Activity: Take the line that contains "Task: place one keypoint on every instance of the stage" and each one after it through the last line below, and retype them exactly. Leave out the pictures.

Material for the task:
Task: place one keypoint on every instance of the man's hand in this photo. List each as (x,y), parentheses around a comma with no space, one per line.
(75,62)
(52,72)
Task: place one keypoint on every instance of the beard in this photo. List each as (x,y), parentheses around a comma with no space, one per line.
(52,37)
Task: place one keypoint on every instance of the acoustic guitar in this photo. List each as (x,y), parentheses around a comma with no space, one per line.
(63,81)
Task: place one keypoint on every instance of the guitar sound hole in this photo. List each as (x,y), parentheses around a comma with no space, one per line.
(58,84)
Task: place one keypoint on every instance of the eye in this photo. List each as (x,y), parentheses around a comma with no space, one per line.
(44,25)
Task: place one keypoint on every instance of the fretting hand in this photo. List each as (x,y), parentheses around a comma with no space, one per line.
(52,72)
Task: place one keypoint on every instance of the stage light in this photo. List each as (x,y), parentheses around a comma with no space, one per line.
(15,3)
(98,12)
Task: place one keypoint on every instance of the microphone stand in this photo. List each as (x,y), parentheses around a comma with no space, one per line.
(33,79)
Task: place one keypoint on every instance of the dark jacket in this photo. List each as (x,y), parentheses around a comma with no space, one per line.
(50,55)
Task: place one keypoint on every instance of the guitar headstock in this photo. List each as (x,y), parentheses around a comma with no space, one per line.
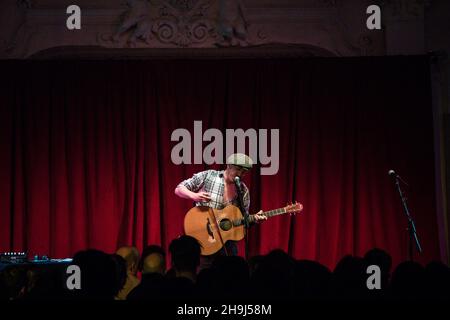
(294,208)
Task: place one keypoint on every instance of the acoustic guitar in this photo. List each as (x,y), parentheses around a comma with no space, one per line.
(214,227)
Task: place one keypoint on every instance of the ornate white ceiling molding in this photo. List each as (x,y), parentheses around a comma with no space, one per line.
(147,24)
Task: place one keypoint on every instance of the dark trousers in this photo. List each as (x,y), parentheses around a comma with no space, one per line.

Written solution:
Task: place one keypoint on every instance of the stage light in this photo. List each as (x,y), parentheses around a comma with no space, one per line.
(15,3)
(98,12)
Task: place one keypoint on every instance of the microphone stand in this photo. List each as (x,y), parentheses around a comma with no space, one per line.
(33,79)
Task: place one keypoint on every instance of the dark jacket in this photo. List each as (x,y), parentheses around a comma with no space, one per line.
(50,55)
Task: place one keypoint on every instance of the guitar headstock in this photo. List each as (x,y), parentheses around a comma with no space, one per line.
(294,208)
Task: place one keypoint on every instance of the acoustic guitar in this photo. List each as (x,y), parentheses around a comma with no space, one per line.
(214,227)
Task: place one keypoint on every instance of the ornate white ceiling molding in this photo. List each as (x,y), parentheses around a comma with no space, one per line.
(147,24)
Task: place one keypoint on every instance of the dark trousers in this photo. List each as (x,y), parentheses around a comma with no space, one per line.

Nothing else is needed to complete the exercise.